▸ **Extract provided**
I’ve never been the biggest fan of yoga. Over the years I’ve given it a handful of tries but never had the patience for it—I’m just more of a cardio person.
My colleague, Katie Reed, resisted it for other reasons—mostly preconceived notions. While never having tried it, she saw the whole subculture of “om” to be pretty goofy.
She didn’t get it.
Then, out of left field, she became a yoga instructor.
What!?
I wrote to Katie, asking her what caused the 180, how she went from being a person who laughed at the yogis to becoming one full time.
You’ll never believe what she told me:
Dear Allison,
I’m so glad you asked me about my newfound passion for yoga because it stems from a dark place, one that was at first painful to revisit but is now crucial to share. Because where I was before yoga, before I discovered my inner beauty, was in a world where the only thing I had to offer was on the outside.
It’s a world so many, especially girls, are stuck in. I truly hope my story can pull them out before it’s too late. I know I made it out just in time.

▸ **Stated exercise 1**
Translate the following sentence from the yoga essay into Spanish: "Then, out of left field, she became a yoga instructor."
▸ **Stated exercise 2**
Find every line in the rows below that contains the word "distant", and copy each such line.

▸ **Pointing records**

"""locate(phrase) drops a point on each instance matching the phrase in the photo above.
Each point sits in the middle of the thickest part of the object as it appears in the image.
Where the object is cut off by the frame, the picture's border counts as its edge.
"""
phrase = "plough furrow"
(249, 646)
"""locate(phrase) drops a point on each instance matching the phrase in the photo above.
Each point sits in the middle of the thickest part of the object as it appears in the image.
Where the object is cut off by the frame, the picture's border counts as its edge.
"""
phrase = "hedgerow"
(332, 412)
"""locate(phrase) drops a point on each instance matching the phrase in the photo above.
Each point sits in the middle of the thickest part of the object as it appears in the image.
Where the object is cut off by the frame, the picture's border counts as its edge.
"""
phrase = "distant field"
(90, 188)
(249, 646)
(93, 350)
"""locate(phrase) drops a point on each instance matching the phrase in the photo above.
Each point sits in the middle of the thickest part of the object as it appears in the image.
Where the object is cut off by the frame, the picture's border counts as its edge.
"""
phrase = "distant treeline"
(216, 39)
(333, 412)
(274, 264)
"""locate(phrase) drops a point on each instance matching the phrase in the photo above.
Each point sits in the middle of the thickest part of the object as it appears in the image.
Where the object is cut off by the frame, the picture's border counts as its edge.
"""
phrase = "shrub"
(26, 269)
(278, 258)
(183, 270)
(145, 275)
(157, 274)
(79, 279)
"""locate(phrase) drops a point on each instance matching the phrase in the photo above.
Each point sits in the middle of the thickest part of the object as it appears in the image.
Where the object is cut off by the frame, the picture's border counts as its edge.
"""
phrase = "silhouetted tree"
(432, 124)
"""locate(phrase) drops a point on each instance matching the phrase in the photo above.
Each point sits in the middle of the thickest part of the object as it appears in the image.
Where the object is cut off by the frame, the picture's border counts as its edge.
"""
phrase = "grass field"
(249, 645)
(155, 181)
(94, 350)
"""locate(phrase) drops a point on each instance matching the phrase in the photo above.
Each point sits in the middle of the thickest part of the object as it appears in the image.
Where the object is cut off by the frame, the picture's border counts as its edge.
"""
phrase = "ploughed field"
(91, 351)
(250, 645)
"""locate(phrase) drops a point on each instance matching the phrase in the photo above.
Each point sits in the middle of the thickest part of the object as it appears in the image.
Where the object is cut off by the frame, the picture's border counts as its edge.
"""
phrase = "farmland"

▸ **Task answer 1**
Entonces, de buenas a primeras, se convirtió en instructora de yoga.

▸ **Task answer 2**
phrase = "distant field"
phrase = "distant treeline"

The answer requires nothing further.